* [Consigne 1]: Renvoie, mot pour mot, le passage de l'article sur Marcher jusqu'au soir qui commence à « Christophe Kantcheff  • » et se termine à « tirer un livre. ».

* [Extrait du texte]:
« Marcher jusqu’au soir », de Lydie Salvayre : Drôle d’endroit pour une rencontre

Dans Marcher jusqu’au soir, Lydie Salvayre évoque avec rage et humour son rapport tumultueux à l’art au long d’un parcours introspectif.

Christophe Kantcheff  • 16 avril 2019 abonné·es
« Marcher jusqu’au soir », de Lydie Salvayre : Drôle d’endroit pour une rencontre
©photo : Sur quoi débouche la confrontation entre L’homme qui marche, de Giacometti, et Lydie Salvayre ? crédit : BORIS ROESSLER/DPA/AFP

Soudain, Lydie Salvayre écrit en lettres majuscules : « Regarder ces œuvres m’est une corvée et je me fais violence en continuant cette expérience à la con. » Cette « expérience à la con » a consisté à passer toute une nuit au musée Picasso, à Paris, alors que s’y tenait l’exposition Picasso-Giacometti (c’était durant l’hiver 2016-2017), pour éventuellement en tirer un livre.

* [Données]:
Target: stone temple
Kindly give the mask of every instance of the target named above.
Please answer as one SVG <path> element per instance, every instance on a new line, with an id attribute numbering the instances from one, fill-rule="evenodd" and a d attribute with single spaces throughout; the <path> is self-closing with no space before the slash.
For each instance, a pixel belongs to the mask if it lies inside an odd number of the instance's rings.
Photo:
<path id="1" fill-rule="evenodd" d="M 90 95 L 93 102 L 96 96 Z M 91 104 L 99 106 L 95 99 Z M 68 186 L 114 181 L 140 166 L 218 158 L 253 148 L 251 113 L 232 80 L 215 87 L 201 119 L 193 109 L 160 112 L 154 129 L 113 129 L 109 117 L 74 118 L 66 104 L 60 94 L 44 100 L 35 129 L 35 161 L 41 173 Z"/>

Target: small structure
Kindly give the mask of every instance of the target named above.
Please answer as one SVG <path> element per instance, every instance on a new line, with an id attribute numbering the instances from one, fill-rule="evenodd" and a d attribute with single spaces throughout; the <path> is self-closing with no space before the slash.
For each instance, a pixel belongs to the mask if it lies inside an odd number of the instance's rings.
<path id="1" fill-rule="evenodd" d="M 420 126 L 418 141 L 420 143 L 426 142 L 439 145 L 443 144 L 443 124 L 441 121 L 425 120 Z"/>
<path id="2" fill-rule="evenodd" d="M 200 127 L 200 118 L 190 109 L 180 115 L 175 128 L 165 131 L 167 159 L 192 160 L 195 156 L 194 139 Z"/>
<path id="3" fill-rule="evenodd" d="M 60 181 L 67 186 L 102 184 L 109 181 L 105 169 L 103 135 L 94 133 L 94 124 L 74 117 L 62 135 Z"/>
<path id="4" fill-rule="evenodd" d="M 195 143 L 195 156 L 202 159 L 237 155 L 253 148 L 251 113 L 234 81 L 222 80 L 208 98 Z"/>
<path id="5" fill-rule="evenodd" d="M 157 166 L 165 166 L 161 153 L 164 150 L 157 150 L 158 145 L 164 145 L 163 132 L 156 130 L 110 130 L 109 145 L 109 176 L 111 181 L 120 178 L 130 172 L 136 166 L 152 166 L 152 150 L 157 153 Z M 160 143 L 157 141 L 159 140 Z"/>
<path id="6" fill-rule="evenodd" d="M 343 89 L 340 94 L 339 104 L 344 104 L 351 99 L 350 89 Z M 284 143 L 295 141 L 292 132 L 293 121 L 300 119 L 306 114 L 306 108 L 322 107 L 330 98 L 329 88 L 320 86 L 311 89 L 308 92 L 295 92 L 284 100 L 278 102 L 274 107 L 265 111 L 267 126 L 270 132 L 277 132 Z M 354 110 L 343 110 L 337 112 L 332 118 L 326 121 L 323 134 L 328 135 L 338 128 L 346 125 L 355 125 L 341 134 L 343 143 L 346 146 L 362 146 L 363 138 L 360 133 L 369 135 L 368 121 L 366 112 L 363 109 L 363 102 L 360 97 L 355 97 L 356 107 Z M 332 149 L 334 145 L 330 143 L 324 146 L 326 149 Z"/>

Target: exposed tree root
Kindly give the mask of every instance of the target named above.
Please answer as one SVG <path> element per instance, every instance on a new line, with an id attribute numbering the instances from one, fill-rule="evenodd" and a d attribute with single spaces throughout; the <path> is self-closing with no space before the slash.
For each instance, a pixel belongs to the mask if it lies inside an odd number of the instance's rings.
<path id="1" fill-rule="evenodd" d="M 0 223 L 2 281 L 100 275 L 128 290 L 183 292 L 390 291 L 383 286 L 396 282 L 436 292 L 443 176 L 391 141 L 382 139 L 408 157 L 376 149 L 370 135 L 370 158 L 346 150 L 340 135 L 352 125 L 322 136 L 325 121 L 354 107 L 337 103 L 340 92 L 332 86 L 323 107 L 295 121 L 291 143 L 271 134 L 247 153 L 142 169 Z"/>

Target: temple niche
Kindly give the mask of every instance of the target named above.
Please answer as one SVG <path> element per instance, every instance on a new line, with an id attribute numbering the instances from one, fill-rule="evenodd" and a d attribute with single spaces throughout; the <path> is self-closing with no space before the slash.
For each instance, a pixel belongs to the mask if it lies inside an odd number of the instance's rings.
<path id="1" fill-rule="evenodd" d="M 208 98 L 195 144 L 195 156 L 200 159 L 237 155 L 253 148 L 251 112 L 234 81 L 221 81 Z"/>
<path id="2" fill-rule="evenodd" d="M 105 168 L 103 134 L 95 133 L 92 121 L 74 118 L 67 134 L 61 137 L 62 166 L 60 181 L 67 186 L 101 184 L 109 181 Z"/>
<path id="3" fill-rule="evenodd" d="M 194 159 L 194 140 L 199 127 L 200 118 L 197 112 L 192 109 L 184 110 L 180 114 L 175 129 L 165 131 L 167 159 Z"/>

* [Consigne 2]: Indique le nombre de lignes ci-dessus qui contiennent la chaîne « temple », en tenant compte des majuscules et des minuscules. Réponds seulement par ce nombre.

* [Réponse attendue 1]:
Christophe Kantcheff  • 16 avril 2019 abonné·es
« Marcher jusqu’au soir », de Lydie Salvayre : Drôle d’endroit pour une rencontre
©photo : Sur quoi débouche la confrontation entre L’homme qui marche, de Giacometti, et Lydie Salvayre ? crédit : BORIS ROESSLER/DPA/AFP

Soudain, Lydie Salvayre écrit en lettres majuscules : « Regarder ces œuvres m’est une corvée et je me fais violence en continuant cette expérience à la con. » Cette « expérience à la con » a consisté à passer toute une nuit au musée Picasso, à Paris, alors que s’y tenait l’exposition Picasso-Giacometti (c’était durant l’hiver 2016-2017), pour éventuellement en tirer un livre.

* [Réponse attendue 2]: 2